:: Текстовый фрагмент ::
+ + + + + + +
Никакие потери не будут осознаны человеком так остро, как потеря миров зрелищ, уничтоженных бездуховностью и так называемым «умом».
Почему театр так зовет нас к себе? Его двери открываются силой самой потребности в нравственном усовершенствовании Человека, живущего на Земле.
Вот почему хочется закончить книгу о режиссуре зрелищного театра традиционным площадным призывом:
СПЕШИТЕ ВИДЕТЬ! СПЕШИТЕ ВИДЕТЬ! СПЕШИТЕ ВИДЕТЬ!
Книга учета
Сколько в театре Театра?
Сколько в театре – человека? Сколько нечеловека? И сколько в человеке бесчеловечного?
Кунсткамера – театр мертвяков. Оченно популярный ныне театр.
+ + + + + + +
:: Что сделать ::
A. Выпишите из фрагмента о театре отрывок от «Почему театр так» до «в театре Театра?».
B. Переведите на английский язык предложение из фрагмента о театре: «Почему театр так зовет нас к себе?»

:: Исходные данные ::
+ + + + + + +
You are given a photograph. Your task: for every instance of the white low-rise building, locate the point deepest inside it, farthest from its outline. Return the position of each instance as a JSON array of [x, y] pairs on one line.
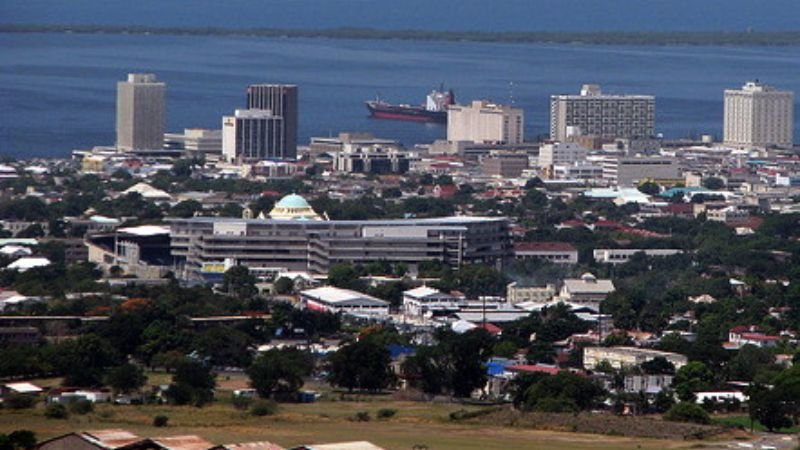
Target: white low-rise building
+ + + + + + +
:: Ответы ::
A.
Почему театр так зовет нас к себе? Его двери открываются силой самой потребности в нравственном усовершенствовании Человека, живущего на Земле.
Вот почему хочется закончить книгу о режиссуре зрелищного театра традиционным площадным призывом:
СПЕШИТЕ ВИДЕТЬ! СПЕШИТЕ ВИДЕТЬ! СПЕШИТЕ ВИДЕТЬ!
Книга учета
Сколько в театре Театра?

B. Why does the theater call us to itself so strongly?